Spaceship Arrivals Won’t Shake the Constitution

Anthony Sanders · April 8, 2021

Have you ever heard someone say the Second Amendment only applies to flint-lock pistols? Or claim that the First Amendment is not designed for the internet? Or suggest that the police should not need probable cause to search cars because they did not exist in James Madison’s time?

Last month the U.S. Supreme Court offered a couple of examples of this kind of thinking—and why it’s wrong. The Constitution was written in a different time with different technology, but it does not change. The principles it embodies are timeless and can protect our freedoms whether we are riding a horse or flying a spaceship.

Yes, a spaceship. On March 22 the court heard an argument about whether California took a pair of farm business’s property when it forced them to allow union organizers access to their land for up to 120 days a year. The property owners’ lawyer argued that this was a “taking” under the Fifth Amendment.

In contrast he argued that government inspectors could require access to land without “taking” it because the Founders recognized government inspections as something outside the Fifth Amendment’s application. But a right of access by a private party was not.

Justice Stephen Breyer seemed skeptical of this distinction. He asked if the government would have the power to inspect spaceships. After all, they did not exist at the Founding. And if the government could inspect spaceships, then why doesn’t it also have the power to require access for union organizers?

The attorney in the hotseat had a succinct answer. “It’s the searching power, not the thing they’re searching, that matters,” he said. Technology changes, the principle stays the same. Government had the power to inspect in 1791 and still does.

Flash forward three days to March 25 when the court issued an opinion on a botched police encounter in New Mexico. The case concerned two officers who approached a woman getting into her car. She claims she did not notice that they were police, but did see they had guns.

→ **Data to examine**:
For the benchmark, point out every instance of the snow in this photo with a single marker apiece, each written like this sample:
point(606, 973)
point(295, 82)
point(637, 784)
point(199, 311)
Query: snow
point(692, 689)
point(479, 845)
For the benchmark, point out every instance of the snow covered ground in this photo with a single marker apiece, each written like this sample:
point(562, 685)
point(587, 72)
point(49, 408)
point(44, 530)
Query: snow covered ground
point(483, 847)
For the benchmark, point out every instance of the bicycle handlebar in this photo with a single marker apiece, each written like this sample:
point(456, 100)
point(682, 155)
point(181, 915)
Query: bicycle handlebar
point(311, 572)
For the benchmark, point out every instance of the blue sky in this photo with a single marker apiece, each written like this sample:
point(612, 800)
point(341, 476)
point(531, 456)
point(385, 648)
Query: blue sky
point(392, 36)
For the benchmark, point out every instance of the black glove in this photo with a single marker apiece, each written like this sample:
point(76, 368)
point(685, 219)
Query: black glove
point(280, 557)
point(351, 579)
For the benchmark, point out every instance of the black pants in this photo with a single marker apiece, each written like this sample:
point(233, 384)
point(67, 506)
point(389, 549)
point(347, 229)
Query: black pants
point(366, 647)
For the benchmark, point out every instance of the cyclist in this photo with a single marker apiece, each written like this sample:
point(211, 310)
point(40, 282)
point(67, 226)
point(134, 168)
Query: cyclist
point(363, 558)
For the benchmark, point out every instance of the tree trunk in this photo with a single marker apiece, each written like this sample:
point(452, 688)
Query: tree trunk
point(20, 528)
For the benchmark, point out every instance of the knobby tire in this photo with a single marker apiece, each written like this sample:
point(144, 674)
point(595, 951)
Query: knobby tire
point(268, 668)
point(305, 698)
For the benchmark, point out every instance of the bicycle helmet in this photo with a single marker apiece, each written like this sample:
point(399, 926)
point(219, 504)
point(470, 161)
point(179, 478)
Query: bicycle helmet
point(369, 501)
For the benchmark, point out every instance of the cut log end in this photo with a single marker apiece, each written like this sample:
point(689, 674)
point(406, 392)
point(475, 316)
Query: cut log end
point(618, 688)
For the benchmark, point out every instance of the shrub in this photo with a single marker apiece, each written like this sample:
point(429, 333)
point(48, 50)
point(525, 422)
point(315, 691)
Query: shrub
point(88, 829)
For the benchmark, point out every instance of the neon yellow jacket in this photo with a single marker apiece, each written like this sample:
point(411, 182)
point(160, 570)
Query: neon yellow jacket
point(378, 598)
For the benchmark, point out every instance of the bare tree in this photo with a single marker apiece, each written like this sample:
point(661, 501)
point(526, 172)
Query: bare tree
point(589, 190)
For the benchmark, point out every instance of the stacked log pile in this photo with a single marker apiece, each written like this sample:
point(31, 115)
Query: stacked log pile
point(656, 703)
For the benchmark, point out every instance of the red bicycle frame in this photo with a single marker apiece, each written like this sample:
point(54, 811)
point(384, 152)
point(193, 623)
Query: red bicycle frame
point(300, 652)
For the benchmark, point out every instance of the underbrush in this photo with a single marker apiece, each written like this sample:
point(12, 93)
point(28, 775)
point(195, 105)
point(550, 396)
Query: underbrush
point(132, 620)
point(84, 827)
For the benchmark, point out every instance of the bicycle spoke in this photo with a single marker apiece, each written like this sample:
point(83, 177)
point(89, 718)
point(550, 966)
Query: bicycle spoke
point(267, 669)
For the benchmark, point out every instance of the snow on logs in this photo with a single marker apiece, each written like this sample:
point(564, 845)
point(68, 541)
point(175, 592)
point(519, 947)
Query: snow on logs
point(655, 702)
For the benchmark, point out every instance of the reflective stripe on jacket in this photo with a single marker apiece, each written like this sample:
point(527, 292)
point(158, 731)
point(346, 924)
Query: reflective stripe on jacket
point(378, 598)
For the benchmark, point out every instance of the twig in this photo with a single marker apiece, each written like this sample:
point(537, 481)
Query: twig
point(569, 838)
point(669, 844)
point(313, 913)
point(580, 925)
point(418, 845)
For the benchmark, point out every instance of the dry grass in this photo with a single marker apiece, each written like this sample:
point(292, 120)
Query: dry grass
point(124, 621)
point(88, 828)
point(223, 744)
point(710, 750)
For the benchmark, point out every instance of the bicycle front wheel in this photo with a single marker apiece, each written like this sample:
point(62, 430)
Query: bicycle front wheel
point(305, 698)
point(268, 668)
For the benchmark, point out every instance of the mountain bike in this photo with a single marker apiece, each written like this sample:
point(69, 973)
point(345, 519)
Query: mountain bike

→ **Check your understanding**:
a) Summarize the spaceship article above in two sentences.
b) Answer these questions using the spaceship article:
(i) On what date did the court hear the argument about union organizers' access to land?
(ii) For up to how many days a year did California force the property owners to allow that access?
(iii) In which state did the police encounter take place?
c) Please proceed with the spaceship article, picking up after its final sentence about the woman getting into her car.

→ **Answer section**:
a) The article argues that the Constitution's principles are timeless and do not change with technology, and it says the Supreme Court recently offered examples of why thinking otherwise is wrong. In a March 22 argument over California forcing farm businesses to give union organizers access to their land, Justice Stephen Breyer asked whether government could inspect spaceships, and the owners' lawyer replied that the searching power, not the thing being searched, is what matters.

b)
(i) March 22
(ii) 120 days
(iii) New Mexico

c)
Thinking she was being carjacked, she sped away. The police fired at her 13 times and hit her twice, but she continued to drive and got away—although she was arrested in a hospital the next day.

The constitutional issue for the court to decide was whether hitting someone with a bullet constitutes a “seizure” under the Fourth Amendment. The court first concluded that when an officer grabs a fleeing suspect it constitutes a “seizure,” even if the suspect gets away, as long as the officer in some way touches her. As Chief Justice John Roberts said for the court, during the time of the Founding the principle was often called “laying of hands.”

Citing a multitude of cases from old English law and early American jurisprudence, the court’s majority found no functional difference between literal “hands” and a bullet fired from a gun held by those hands. The principle is the same in either case.

This is true even though there are not cases from the time applying the principle to a bullet. That may be explained, the court said, through the fact that until the 19th century police officers did not often carry firearms.

Something lurking in the background both of Justice Breyer’s question and the seizure case is the “O” word: Originalism. The doctrine—embraced by many justices and scholars and attacked by many others—holds that the text of the Constitution should be understood as it was at the time it was enacted, and not as we would have it today.

Justice Breyer, who has made no secret of disagreement with this idea, suggested with his question that according to Originalism the fact that spaceships didn’t exist when the Constitution was adopted means it doesn’t have much to say about them. And that, he implies, means it’s not a terribly useful method of interpretation.

But that, again, conflates the principle with the thing. Whether you’re an Originalist or simply a student of history, it’s impossible to deny that the Constitution’s framers and ratifiers knew that technology would change over time, and that new customs and inventions would shape the lives of their descendants. But they also knew “these truths to be self-evident,” as some of them had affirmed in the Declaration of Independence just a few years before.

When those truths are applied to our changing world, we are doing what the Constitution expects us to do: Apply old principles to new facts, even new spaceships.

Anthony Sanders is the Director of the Center for Judicial Engagement at the Institute for Justice.